**Data for this task:**
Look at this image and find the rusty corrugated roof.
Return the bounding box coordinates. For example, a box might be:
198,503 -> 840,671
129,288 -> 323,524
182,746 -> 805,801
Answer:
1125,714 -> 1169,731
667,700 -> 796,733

**What is expected:** Return each line of the data exactly as it was given.

**Solution below:**
Look at this image and find the rusty corrugated roof.
Return the bounding box coordinates. For example, a box might be:
198,503 -> 840,671
129,288 -> 323,524
182,746 -> 805,801
Answer:
1125,714 -> 1169,731
667,700 -> 796,733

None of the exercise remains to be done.